Text shown section start

The NMBB program started in 2009 in a subset of south-eastern Norway (counties of Vestfold and Østfold), and was expanded to central Norway (Trøndelag) in 2010, south-western Norway in 2013, and to western Norway (Vestland and Møre og Romsdal fylke) in 2022. The spatial resolution aligns with these (as of now) 4 regions, and it is not recommended to downscale the predictions due to the limited number of sampling locations in each region. Since the same locations are visited each year, yearly estimates of the condition could be calculated, but should be interpreted by caution due to natural yearly variability.

Both programs are designed to be area representative, within their respective habitat types and regions. Both use stratified randomized selection of localities. The NorIns program selects localities by random draws within habitat strata, and the NMBB by a predefined continuous network of survey squares, within which individual transects are then manually placed. In both programs, some subjective decisions are made in the definition of habitat criteria and in discarding unpractical survey locations.

Text shown section end
Material shown section start

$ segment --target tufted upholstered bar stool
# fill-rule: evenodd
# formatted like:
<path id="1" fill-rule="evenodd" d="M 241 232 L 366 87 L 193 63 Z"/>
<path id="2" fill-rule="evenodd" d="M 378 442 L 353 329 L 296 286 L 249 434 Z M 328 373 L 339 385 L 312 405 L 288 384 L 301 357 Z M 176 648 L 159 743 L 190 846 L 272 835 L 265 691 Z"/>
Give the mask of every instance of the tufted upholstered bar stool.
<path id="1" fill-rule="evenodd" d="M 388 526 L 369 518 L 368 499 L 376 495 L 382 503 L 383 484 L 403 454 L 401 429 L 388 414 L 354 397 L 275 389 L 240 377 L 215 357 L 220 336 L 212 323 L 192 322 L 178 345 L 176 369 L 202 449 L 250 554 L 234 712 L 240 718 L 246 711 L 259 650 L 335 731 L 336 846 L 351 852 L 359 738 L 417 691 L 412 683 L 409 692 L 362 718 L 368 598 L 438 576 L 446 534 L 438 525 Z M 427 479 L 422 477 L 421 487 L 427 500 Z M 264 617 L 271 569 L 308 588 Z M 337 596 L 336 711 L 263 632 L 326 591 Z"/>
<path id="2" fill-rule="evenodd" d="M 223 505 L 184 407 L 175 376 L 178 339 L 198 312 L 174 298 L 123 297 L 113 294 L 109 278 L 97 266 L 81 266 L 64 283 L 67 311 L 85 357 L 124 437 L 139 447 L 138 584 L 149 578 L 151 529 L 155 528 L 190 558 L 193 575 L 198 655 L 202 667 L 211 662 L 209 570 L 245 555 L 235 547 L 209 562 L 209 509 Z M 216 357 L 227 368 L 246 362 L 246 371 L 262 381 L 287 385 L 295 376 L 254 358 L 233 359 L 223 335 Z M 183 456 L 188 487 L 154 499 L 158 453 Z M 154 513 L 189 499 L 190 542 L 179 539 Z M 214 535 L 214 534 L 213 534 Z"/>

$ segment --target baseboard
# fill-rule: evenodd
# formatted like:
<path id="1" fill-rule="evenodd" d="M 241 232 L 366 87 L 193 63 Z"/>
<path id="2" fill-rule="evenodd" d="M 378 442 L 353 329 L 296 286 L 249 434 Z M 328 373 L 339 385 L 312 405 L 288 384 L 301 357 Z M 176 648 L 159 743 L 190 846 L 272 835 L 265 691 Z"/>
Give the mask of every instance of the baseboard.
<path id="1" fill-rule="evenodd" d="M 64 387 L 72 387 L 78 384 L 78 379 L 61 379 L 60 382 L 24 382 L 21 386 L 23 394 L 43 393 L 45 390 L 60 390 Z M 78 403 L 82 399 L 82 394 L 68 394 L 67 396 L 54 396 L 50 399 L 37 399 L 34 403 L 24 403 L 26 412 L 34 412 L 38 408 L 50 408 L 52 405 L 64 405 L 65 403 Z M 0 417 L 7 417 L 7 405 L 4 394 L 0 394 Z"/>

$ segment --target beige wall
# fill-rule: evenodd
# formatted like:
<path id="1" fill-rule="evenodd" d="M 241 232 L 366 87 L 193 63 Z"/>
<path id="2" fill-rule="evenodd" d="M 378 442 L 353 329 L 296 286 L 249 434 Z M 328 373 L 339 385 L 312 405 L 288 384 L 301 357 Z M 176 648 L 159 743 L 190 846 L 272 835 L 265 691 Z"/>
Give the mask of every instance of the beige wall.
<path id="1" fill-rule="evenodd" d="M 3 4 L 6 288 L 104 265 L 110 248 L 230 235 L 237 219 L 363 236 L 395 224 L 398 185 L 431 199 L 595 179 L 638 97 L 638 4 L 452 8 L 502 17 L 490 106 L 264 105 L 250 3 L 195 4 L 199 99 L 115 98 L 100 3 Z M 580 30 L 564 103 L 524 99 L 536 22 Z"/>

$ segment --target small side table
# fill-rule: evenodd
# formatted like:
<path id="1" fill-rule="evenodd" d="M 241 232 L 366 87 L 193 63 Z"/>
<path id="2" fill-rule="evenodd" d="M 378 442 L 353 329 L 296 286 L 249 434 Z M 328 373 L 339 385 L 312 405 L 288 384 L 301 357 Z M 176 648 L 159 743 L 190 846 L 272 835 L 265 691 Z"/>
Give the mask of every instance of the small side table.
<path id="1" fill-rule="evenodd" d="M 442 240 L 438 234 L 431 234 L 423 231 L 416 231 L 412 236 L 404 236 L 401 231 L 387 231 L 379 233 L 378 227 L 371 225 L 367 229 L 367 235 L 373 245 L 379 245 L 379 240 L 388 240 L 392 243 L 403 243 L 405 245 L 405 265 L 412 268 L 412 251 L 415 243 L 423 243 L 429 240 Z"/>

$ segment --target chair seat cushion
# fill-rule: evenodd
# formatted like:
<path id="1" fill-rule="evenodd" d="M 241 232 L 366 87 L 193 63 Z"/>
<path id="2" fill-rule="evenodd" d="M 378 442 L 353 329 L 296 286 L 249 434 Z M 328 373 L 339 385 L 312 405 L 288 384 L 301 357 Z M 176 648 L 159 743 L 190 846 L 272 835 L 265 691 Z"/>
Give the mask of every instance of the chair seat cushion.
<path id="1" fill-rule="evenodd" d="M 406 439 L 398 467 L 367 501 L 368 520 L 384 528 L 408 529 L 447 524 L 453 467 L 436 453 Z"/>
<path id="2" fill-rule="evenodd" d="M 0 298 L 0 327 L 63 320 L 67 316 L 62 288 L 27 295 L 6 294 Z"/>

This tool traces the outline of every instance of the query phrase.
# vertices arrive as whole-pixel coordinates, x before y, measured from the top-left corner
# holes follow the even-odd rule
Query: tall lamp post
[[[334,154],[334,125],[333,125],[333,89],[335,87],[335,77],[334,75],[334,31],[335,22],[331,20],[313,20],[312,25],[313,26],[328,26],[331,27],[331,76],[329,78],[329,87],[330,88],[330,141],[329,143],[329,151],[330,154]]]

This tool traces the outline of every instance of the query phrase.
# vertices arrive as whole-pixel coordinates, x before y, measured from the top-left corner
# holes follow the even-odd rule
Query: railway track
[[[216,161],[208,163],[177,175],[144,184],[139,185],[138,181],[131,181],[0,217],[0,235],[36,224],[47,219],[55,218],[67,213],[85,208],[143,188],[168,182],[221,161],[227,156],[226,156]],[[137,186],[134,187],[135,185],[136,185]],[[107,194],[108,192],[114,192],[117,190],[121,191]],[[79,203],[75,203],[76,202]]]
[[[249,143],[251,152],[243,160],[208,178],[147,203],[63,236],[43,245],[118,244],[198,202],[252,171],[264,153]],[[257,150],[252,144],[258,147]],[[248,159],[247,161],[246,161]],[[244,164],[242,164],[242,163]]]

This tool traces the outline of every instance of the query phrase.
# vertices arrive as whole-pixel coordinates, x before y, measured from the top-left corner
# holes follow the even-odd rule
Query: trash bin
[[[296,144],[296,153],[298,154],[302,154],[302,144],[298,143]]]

Material shown section end

Update the text on the monitoring programs, starting with "The NMBB program" and going on through "natural yearly variability.", so that "survey sites" replaces "sampling locations". These entries have no connection to the text on the monitoring programs.

● Solved exercise
The NMBB program started in 2009 in a subset of south-eastern Norway (counties of Vestfold and Østfold), and was expanded to central Norway (Trøndelag) in 2010, south-western Norway in 2013, and to western Norway (Vestland and Møre og Romsdal fylke) in 2022. The spatial resolution aligns with these (as of now) 4 regions, and it is not recommended to downscale the predictions due to the limited number of survey sites in each region. Since the same locations are visited each year, yearly estimates of the condition could be calculated, but should be interpreted by caution due to natural yearly variability.